**Task material:**
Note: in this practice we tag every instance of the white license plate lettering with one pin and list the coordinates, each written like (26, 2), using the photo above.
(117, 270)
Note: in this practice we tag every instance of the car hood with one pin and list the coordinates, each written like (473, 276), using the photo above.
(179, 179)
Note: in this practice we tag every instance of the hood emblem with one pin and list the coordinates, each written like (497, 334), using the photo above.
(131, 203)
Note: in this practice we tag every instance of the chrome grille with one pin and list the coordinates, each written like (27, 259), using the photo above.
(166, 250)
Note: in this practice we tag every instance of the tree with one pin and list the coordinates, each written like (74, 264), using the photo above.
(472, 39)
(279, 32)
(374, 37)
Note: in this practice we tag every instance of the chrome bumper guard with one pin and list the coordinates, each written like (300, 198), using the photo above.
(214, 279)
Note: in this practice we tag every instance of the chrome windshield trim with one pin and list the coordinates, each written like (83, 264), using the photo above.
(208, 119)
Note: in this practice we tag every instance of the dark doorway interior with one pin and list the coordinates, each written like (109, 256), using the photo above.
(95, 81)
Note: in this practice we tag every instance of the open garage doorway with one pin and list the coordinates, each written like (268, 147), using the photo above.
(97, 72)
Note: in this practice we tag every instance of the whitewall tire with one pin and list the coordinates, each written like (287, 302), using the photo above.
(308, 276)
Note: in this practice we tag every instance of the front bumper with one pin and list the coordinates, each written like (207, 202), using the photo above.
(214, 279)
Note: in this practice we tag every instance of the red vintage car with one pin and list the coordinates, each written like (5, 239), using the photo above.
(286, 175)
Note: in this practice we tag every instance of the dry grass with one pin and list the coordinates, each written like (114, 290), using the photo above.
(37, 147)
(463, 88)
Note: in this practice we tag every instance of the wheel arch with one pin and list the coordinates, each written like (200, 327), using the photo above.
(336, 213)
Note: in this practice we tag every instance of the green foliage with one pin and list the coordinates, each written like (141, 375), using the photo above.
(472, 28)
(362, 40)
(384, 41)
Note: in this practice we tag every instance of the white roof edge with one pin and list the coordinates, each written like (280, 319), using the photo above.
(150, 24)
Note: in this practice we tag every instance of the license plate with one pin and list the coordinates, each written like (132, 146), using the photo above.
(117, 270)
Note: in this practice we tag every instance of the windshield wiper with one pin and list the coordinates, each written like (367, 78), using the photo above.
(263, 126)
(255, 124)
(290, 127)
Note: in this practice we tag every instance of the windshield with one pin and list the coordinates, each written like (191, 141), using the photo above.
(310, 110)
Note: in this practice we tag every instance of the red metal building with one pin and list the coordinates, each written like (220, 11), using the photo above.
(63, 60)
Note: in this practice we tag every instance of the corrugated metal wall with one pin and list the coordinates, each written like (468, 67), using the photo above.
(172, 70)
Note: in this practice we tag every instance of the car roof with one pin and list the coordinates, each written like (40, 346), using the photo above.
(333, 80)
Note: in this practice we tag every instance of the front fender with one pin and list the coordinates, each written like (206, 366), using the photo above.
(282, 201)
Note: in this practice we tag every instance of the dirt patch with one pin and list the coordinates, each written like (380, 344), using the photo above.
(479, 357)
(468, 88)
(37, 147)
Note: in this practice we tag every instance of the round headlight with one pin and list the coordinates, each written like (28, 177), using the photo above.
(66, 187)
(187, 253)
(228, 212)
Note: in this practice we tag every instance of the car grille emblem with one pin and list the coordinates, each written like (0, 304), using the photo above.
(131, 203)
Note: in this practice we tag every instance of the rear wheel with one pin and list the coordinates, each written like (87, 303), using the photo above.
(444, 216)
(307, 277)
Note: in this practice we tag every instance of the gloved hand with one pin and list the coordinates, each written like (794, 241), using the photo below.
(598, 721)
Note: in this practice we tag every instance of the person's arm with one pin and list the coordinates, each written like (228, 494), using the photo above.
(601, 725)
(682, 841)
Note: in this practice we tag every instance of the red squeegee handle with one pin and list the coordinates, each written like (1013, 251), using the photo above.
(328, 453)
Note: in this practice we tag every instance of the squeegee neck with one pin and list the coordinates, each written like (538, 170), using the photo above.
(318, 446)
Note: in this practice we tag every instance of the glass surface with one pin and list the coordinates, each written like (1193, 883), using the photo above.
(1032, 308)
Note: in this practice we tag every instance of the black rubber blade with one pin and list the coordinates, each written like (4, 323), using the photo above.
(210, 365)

**Directions:** Can you retype verbatim the stretch from the line containing "Note: in this practice we tag every instance of the glass" through the last of the lines above, both ends included?

**Solution:**
Note: in this practice we tag every instance of the glass surface with one pin and list the coordinates, each written like (1193, 883), using the photo above.
(1032, 308)
Note: in this practice we tag every instance of the black rubber blade with one pin and list the coordinates, each written like (4, 323), using the photo above.
(210, 365)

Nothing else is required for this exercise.